What you have to do: Transcribe the listing that follows in full, exactly, and drop its images.

Exercise materials:

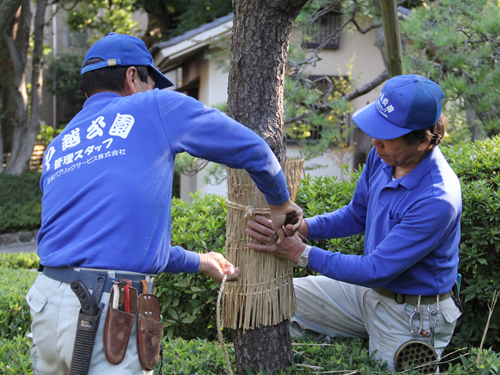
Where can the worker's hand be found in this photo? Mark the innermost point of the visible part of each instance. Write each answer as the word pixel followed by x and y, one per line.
pixel 278 218
pixel 216 266
pixel 260 229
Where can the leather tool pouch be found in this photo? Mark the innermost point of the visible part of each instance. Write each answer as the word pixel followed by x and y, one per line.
pixel 455 294
pixel 119 323
pixel 149 329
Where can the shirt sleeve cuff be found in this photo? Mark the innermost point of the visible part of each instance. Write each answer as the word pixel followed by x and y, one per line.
pixel 317 257
pixel 313 228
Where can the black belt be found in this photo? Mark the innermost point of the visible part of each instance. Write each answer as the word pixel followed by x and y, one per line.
pixel 92 277
pixel 411 299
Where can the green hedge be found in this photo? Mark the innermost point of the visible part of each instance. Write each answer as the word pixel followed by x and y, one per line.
pixel 188 301
pixel 20 202
pixel 345 356
pixel 14 311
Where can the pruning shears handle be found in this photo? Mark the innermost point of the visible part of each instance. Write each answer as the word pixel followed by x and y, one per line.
pixel 290 219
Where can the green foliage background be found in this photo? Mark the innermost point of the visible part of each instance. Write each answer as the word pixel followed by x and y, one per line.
pixel 189 300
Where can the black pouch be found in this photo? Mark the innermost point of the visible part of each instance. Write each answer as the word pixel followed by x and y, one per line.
pixel 149 329
pixel 118 324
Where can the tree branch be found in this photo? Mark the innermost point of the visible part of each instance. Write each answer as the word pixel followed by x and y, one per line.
pixel 8 9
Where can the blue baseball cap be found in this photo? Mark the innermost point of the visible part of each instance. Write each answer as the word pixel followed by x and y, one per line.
pixel 406 103
pixel 123 50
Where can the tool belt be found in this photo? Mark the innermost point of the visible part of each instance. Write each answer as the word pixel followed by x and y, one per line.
pixel 90 277
pixel 124 305
pixel 410 298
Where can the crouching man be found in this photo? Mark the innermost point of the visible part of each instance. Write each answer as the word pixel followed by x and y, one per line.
pixel 408 204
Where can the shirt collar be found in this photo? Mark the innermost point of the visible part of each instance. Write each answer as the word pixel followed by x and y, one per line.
pixel 413 179
pixel 100 97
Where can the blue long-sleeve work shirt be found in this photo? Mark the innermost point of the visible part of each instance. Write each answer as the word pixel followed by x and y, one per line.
pixel 411 226
pixel 107 179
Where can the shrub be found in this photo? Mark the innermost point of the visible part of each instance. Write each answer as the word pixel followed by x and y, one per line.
pixel 15 317
pixel 20 202
pixel 205 357
pixel 478 168
pixel 188 301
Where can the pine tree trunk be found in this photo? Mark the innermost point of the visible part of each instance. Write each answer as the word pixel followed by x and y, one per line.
pixel 26 129
pixel 260 40
pixel 1 134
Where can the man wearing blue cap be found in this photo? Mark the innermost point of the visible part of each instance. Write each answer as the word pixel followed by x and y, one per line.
pixel 408 204
pixel 107 187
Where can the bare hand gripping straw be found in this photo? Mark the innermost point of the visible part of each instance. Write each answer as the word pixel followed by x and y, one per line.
pixel 123 50
pixel 406 103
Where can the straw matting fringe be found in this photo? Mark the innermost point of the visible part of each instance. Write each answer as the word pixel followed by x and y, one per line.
pixel 219 327
pixel 264 292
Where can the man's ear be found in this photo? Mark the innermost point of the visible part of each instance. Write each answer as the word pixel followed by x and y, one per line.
pixel 131 76
pixel 424 145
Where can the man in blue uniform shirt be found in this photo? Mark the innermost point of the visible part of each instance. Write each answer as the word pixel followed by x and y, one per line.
pixel 107 187
pixel 408 204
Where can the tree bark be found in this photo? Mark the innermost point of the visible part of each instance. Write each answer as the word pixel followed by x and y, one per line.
pixel 474 124
pixel 8 9
pixel 1 134
pixel 260 40
pixel 26 131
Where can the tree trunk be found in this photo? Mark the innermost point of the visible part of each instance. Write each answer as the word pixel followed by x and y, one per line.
pixel 1 136
pixel 260 40
pixel 26 131
pixel 474 124
pixel 266 348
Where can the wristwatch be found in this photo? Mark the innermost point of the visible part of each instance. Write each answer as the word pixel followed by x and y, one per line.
pixel 303 260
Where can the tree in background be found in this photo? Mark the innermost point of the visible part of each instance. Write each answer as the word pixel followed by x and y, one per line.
pixel 22 111
pixel 457 44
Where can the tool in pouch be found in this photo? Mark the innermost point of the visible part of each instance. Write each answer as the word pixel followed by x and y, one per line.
pixel 289 220
pixel 124 305
pixel 149 329
pixel 88 322
pixel 119 321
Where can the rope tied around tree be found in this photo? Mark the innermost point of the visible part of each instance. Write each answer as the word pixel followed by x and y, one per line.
pixel 249 210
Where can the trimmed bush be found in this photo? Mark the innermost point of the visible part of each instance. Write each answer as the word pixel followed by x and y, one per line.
pixel 478 168
pixel 188 301
pixel 204 357
pixel 15 317
pixel 19 260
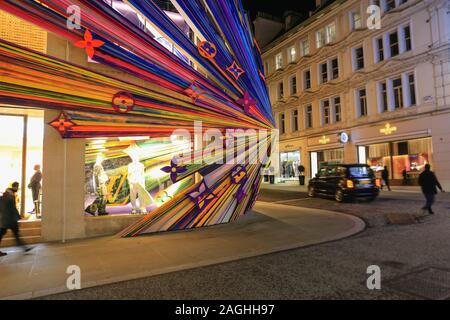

Task answer:
Where can the worker's hand be found in this photo? Mark the innermost point of the visible part of each instance. Write each answer as the word pixel followed by x and y, one per line.
pixel 278 218
pixel 216 266
pixel 260 229
Where can the leather tool pouch be found in this photo? Mark the innermost point of the visible part of each instance. Write each answer as the word pixel followed by x and y, one per line.
pixel 455 294
pixel 119 323
pixel 149 329
Where can the shirt sleeve cuff be found in this photo? Mark the innermost point of the visible part of each instance. Write each answer as the word pixel followed by x and y, one per line.
pixel 317 257
pixel 313 228
Where can the black belt be found in this photo? Mark the innermost point of the visible part of each instance. Write each answer as the word pixel followed by x and y, one per line.
pixel 92 277
pixel 411 299
Where can the green hedge be found in this photo? Mark the innermost point of the visible part of each instance. Write each answer as the word pixel followed by x and y, one per line.
pixel 188 301
pixel 20 202
pixel 345 356
pixel 14 311
Where can the pruning shears handle be found in this photo? Mark the innermost point of the visible part of each instance. Write each answer as the word pixel followed by x and y, one per line.
pixel 290 219
Where can the green foliage background be found in this photo? Mark the innermost point of the visible part of each instance. Write each answer as the word pixel followed by x and y, one per line.
pixel 189 300
Where can the black pouch be found in this photo? Mark the innermost point of the visible part of each instance. Write each answer as the word pixel followed by x and y, one per line.
pixel 149 329
pixel 118 324
Where can the tree branch be found in this photo? Mark the innermost point of the visible part of each instance. Write each answer as the word pixel followed by x and y, one per line.
pixel 8 9
Where can the blue baseball cap be found in this photo? Mark the innermost point of the visible part of each instance. Write each answer as the word pixel followed by x and y, one per line.
pixel 406 103
pixel 123 50
Where can the tool belt be found in this photo? Mark the innermost point of the visible part of each instance. Write each answer as the word pixel followed by x and y, one per line.
pixel 90 277
pixel 124 305
pixel 410 298
Where can the crouching man be found in this photo? Mark the innermost point of the visible part of each instance. Write each answer as the word pixel followed by x and y, one per line.
pixel 408 204
Where can the shirt collar be found in this photo? Mark the innermost point of the visible part of each instance. Write each answer as the word pixel followed by x and y, one per line.
pixel 413 179
pixel 100 97
Where can the blue long-sleeve work shirt be found in this photo? Mark the innermost point of the visible part of each instance. Write each answer as the word pixel followed by x and y, one per line.
pixel 411 226
pixel 107 179
Where can the shrub be found in this photo? Mark the innermost point of the visible part of each instance. Write each answer as the word pixel followed by x and y, one per line.
pixel 15 317
pixel 20 202
pixel 205 357
pixel 478 168
pixel 188 301
Where can the pine tree trunk be found in this photo? Mark the innermost point of the visible part of each instance. Write each answer as the word pixel followed by x and y, one per line.
pixel 26 129
pixel 260 40
pixel 1 134
Where can the man wearing blue cap be found in this photo? Mark the innermost point of the visible part of each instance. Write each answer as the word pixel followed by x and y, one per line.
pixel 408 204
pixel 107 187
Where can the bare hand gripping straw be found in this photo? Mark the innermost point of the visible part of each instance. Write each answer as the word pixel followed by x and y, one per line.
pixel 123 50
pixel 406 103
Where can the straw matting fringe be found in this photo? Mark the innermost point of the visible part of each instance. Write each answer as the word pixel followed by x and y, one per line.
pixel 219 327
pixel 264 292
Where can the man's ear be found in this photo? Mark the innermost point of the visible part of each instance. Write each answer as the word pixel followed by x and y, one per line.
pixel 131 76
pixel 424 145
Where can the man in blue uniform shirt be found in this photo? Mark the innermost point of the visible part of each instance. Write each answer as the word pixel followed by x and y, one per line.
pixel 107 187
pixel 408 204
Where can the tree bark be found in this photo? Mark the innermost point of the visible part of each instance. Write each answer as the word pixel followed by x and y, one per line.
pixel 474 124
pixel 8 9
pixel 1 134
pixel 260 40
pixel 26 131
Where can the tree trunk be found in this photo? Mark the innermost point of the visible part of each instance. Write each answer as the word pixel followed by x and y, one per line.
pixel 1 136
pixel 260 40
pixel 26 131
pixel 474 124
pixel 266 348
Where can the wristwatch be found in this photo? Mark the innermost point of the visible part of each instance. Write each answer as the word pixel followed by x and y, one per line.
pixel 303 260
Where can the tree in background be found in this photo? Mark the innermost point of the visible part of each instance. Write each answer as the word pixel followed by x and y, one per line.
pixel 22 111
pixel 457 44
Where can the tool in pouch be found in this photo? Mark the innermost point of the visible part of each instance. Write each answer as the word pixel followed by x and y, one per line.
pixel 289 220
pixel 124 305
pixel 149 329
pixel 88 322
pixel 119 321
Where can the rope tied around tree be found in this photo? Mark the innermost point of the visible part of each instance. Write each answer as the word pixel followed by x and y, one per line.
pixel 249 210
Where can the trimmed bush be found in this photo? Mark the innermost point of the visible part of each instance. Write each answer as the word pixel followed by x and y, one per line.
pixel 478 168
pixel 188 301
pixel 204 357
pixel 15 317
pixel 19 260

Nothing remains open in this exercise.